Given request 1 ▸ From the entries further down, pick out each line that contains the word "house", matching case exactly.

Selected text ▸
---

Rubin was raised in the Bronx by an immigrant working-class single mother who had a very clear view of how her daughter could better herself. “I work in a dirty factory,” her mother told her when she was young. “You’ll work in a clean office. And then you’ll get married.”
Rubin wanted to go to college, and she was a better student than her brother, who didn’t even want to attend college. But her mother believed “college was reserved for a boy; I was a girl who’d have a husband to take care of her.” Like Ahrons’s family, Lillian’s mother discounted her daughter’s intelligence. “My mother’s line was: ‘He’s the smart one, you just study harder.’”
Although Rubin was disappointed to miss out on college, she accepted that her brother would go to school and she would go to work and help pay his way. But she became increasingly anxious to escape from her mother, and the only way she could even contemplate not living at home was to get married. So in 1943, at age nineteen, she married “the first man who asked me.”
Rubin’s husband became a certified public accountant after the war, which moved them into the middle class, fulfilling her mother’s ambitions for her. Lillian stayed home with her daughter until the child turned three, after which she worked outside the home for several years. She was also active in politics in Los Angeles, where the family lived. “But despite the work and the political activity, I still felt trapped. My life never felt like my own. Friedan called it perfectly. The feeling didn’t have a name. It didn’t have a reason. So you turned it inward and assumed you were the problem. And so did everyone around you.
“I thought I was a troubled person who couldn’t be satisfied with the fine life I now led—at least fine in comparison to where I came from. I had moved into this pretty house on a pretty street with a wonderful kid I adored and an okay-enough husband. So what did I have to complain about? I had climbed up to where I was supposed to—higher than my mother had hoped—and I wasn’t happy. And I didn’t know why.”
As time passed, Rubin began to feel that her husband wasn’t really “okay enough,” and she initiated a separation. “When my mother heard we’d separated, she called my husband and told him, ‘If Lillian wants to come back, treat her like a dog in the street. She doesn’t deserve what you’ve given her.’” Fearing that she would not be able to support her child, Lillian agreed to reconcile three months later. She also consented to move from central Los Angeles, where she was a community activist, to the suburbs where her husband worked.
For several years, she tried to be the supportive wife. When her husband brought clients home, she entertained them. “I was constantly putting on a show. I didn’t like the clients, and I didn’t want to be doing this, but I felt I had to. I’d look at the young mothers walking in the park and they looked very happy. How much easier their lives seemed to me. But I couldn’t do it, so I would run off to do politics. At the time, I was helping to organize the black community in Watts (what they now call South Central), where we ultimately succeeded in electing the first black congressman in California. I loved the political work. That’s what kept me in the marriage and made the suburbs bearable.”
Rubin got home for dinner every night and did “everything expected of a wife. But I didn’t like it. And I always thought there was something wrong with me.” So did her husband, who not only couldn’t understand her discontent but feared her political activism would hurt his own reputation.

---

Given request 2 ▸ Carry the account of Lillian Rubin's marriage forward from its last sentence.

Extracted information ▸
---

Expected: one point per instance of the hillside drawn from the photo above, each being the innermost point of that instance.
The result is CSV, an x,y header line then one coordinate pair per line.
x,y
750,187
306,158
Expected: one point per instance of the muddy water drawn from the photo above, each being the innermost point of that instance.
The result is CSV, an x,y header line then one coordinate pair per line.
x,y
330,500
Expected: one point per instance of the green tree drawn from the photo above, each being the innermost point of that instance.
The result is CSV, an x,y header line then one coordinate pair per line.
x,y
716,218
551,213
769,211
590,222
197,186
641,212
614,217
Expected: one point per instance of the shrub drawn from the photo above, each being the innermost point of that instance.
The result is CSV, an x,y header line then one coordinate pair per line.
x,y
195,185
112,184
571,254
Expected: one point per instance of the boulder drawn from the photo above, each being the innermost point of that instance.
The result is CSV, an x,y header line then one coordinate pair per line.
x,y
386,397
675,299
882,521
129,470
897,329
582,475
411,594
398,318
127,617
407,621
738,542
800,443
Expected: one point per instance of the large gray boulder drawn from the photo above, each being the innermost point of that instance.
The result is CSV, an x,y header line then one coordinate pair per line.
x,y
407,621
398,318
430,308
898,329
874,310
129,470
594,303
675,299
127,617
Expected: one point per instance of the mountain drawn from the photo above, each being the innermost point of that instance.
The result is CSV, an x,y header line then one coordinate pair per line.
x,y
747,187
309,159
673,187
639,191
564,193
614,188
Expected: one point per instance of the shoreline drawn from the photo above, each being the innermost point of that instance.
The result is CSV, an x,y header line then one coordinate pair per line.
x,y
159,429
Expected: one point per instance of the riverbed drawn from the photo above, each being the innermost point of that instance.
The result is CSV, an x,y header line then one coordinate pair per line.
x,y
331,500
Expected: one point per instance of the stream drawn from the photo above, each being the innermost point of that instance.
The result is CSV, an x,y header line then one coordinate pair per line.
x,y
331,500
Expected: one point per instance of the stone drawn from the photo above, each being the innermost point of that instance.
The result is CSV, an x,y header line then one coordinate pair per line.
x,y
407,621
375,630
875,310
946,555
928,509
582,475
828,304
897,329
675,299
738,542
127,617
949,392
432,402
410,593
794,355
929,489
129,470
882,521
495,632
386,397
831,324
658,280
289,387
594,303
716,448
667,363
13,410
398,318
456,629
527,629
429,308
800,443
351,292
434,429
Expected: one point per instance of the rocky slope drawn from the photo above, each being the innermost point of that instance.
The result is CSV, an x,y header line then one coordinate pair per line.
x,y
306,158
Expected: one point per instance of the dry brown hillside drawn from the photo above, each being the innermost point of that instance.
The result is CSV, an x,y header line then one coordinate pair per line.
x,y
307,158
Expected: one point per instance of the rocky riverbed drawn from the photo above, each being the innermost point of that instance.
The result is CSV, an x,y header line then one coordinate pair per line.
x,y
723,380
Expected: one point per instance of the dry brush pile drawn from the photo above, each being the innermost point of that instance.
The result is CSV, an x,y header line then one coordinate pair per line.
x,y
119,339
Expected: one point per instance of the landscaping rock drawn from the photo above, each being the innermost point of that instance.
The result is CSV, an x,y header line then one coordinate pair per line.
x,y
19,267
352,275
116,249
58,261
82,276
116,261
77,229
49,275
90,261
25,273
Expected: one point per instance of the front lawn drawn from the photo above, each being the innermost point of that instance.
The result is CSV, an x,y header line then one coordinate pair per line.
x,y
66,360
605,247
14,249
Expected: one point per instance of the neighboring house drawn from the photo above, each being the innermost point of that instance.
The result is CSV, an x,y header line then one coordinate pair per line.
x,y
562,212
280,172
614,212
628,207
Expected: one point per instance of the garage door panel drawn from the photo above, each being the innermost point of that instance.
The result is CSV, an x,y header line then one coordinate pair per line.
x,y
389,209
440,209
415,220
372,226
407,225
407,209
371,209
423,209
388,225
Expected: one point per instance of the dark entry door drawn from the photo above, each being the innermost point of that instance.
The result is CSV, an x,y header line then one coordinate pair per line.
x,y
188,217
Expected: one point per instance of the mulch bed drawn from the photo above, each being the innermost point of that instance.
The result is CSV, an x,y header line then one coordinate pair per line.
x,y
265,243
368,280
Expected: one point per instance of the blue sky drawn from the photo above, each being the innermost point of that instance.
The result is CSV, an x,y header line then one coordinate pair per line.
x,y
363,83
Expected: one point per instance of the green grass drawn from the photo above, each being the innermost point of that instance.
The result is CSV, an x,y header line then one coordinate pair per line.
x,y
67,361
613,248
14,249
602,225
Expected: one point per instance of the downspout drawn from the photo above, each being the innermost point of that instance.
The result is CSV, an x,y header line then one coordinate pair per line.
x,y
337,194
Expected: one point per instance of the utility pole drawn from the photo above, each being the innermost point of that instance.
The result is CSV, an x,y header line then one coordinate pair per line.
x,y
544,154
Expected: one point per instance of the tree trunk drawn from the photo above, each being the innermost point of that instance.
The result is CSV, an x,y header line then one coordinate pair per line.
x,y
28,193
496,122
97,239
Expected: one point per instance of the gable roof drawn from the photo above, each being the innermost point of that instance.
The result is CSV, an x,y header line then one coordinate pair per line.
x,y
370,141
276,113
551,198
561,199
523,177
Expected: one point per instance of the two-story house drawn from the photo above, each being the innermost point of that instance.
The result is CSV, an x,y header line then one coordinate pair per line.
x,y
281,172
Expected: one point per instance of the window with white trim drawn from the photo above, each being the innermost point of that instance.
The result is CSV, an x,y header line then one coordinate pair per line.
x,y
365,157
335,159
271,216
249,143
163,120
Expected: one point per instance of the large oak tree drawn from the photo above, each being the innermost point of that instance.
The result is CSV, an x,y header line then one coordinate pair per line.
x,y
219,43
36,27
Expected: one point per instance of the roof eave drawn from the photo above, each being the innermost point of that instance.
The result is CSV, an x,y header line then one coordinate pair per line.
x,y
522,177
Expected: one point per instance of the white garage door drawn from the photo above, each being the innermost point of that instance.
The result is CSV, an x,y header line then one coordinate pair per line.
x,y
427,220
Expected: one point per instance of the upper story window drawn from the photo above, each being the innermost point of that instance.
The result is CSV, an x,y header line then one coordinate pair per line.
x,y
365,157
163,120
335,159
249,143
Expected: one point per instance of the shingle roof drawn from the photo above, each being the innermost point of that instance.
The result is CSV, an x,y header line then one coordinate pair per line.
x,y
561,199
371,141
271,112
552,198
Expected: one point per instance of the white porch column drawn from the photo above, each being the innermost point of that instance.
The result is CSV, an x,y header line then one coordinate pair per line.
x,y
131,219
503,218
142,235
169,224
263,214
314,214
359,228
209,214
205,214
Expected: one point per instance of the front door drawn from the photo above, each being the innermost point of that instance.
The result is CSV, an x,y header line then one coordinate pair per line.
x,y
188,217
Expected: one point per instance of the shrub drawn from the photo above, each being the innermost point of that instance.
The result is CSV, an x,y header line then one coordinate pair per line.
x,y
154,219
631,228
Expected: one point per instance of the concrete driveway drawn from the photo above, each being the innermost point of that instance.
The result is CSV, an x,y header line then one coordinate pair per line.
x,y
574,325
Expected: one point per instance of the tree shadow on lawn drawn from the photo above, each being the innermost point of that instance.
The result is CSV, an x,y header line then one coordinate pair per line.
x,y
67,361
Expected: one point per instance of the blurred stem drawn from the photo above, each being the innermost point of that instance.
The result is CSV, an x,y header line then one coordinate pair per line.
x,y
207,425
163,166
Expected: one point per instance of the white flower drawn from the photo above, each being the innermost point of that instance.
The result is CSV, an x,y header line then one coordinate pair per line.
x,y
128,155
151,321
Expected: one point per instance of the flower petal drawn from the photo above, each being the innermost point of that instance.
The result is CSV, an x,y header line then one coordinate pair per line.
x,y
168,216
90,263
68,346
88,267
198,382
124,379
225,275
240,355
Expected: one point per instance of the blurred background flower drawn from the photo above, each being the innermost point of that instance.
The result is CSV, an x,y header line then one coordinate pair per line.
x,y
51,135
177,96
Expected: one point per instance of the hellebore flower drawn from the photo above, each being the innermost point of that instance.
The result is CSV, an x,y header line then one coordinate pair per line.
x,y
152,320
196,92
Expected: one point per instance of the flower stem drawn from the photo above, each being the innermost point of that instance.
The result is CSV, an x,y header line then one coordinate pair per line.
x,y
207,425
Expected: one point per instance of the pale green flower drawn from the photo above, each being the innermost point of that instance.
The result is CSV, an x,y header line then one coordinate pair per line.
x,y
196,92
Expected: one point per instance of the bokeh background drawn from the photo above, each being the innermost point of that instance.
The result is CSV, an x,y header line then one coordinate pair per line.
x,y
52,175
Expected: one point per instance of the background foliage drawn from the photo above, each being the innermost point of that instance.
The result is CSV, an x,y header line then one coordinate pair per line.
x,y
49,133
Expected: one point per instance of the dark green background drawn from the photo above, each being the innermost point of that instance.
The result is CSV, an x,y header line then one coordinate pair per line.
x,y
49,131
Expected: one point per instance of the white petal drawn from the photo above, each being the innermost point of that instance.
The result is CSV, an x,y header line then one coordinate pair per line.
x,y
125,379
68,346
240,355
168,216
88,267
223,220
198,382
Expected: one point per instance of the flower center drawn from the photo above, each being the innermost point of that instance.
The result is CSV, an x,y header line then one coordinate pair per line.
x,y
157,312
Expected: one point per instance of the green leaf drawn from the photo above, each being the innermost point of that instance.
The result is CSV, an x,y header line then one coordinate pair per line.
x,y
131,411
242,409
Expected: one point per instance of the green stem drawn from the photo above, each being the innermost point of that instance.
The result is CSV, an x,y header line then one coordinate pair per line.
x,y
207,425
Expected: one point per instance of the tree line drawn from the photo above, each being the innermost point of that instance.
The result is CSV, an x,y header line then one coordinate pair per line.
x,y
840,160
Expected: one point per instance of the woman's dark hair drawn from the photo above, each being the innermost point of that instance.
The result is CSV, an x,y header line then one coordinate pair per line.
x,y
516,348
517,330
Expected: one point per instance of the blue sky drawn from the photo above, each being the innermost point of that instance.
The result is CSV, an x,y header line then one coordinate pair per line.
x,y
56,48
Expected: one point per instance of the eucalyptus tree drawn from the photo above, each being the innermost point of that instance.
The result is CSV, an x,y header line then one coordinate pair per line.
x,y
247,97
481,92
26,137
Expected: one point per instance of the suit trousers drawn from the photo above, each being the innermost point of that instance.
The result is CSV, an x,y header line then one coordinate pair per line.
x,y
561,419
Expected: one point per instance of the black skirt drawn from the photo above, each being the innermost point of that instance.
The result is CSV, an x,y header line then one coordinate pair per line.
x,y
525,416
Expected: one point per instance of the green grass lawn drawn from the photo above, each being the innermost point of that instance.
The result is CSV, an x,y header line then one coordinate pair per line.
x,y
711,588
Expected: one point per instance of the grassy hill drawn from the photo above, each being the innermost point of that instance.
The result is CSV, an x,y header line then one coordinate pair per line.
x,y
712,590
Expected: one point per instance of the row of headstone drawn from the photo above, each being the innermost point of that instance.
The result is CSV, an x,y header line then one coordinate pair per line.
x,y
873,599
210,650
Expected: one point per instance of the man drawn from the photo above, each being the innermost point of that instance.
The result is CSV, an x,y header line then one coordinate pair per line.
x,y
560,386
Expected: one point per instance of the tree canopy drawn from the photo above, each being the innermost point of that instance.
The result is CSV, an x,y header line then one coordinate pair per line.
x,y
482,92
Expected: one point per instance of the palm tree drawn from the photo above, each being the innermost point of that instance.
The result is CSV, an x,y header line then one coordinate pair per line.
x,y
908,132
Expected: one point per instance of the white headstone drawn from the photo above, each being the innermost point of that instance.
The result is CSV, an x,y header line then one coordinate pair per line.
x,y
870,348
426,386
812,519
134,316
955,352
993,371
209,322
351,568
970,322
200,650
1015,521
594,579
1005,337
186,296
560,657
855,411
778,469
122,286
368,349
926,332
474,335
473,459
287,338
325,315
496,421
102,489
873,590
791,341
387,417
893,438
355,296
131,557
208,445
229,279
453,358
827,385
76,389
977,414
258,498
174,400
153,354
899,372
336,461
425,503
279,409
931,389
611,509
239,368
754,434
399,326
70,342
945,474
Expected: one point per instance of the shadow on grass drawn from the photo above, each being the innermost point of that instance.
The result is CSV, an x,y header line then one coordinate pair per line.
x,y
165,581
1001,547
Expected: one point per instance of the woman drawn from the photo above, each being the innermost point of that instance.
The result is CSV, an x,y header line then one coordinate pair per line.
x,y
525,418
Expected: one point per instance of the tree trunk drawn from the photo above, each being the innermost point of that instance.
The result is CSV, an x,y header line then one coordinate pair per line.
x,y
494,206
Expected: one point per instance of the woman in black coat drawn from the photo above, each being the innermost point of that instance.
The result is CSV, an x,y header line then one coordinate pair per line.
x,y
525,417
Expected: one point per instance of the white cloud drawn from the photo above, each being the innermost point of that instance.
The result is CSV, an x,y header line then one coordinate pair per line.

---

Written answer 1 ▸
Expected: one point per instance of the neighboring house drawn from the photo above, each being the innermost point of that instance.
Expected: one point per instance of the two-story house drawn from the photo above, each being the innermost point of that instance.

Written answer 2 ▸
Rubin ended up leaving her husband and holding down several responsible jobs during the 1950s, first as a politician’s campaign manager and then as personnel manager in an electronics firm, where she was fired when the FBI came around asking about her political activities. She next got a job at a nonprofit company, where her boss decided to keep her on even after the FBI visited again.
Yet Rubin still did not recognize the parallels between the racial and class inequalities against which she was organizing and her own situation as a woman. She met her present husband in 1961 and married him in March 1962. “Then the rest of my life started. I sat around trying to figure out what that meant. I’d changed a man I didn’t care for, for one I adored, but that didn’t do anything for my internal life, for the things that had made me restless.”
In January 1963, Rubin went back to school at the University of California. Shortly afterward, she read The Feminine Mystique and “it was a revelation. It was like having a pain and finally your doctor tells you, your pain actually has a source. You aren’t imagining it.” For the first time she felt “total reassurance” about what she wanted to do with her life.
Rubin had already embarked on a new path, but Friedan’s book helped her to understand what had led her there and to avoid the second thoughts about her choices that had plagued Anne Parsons. “I had lived the life Betty described. I woke up every day wondering if this was all there is, berating myself for not appreciating my good fortune, my nice suburban house, and my neighbors, all of whom seemed so much happier than I. I had no way to relate to them. Until I read The Feminine Mystique, I thought my feelings were unique and that I was somehow flawed, not a proper woman.” But Friedan’s book told Lillian that the course she had embarked on was exactly what “a proper woman” would do.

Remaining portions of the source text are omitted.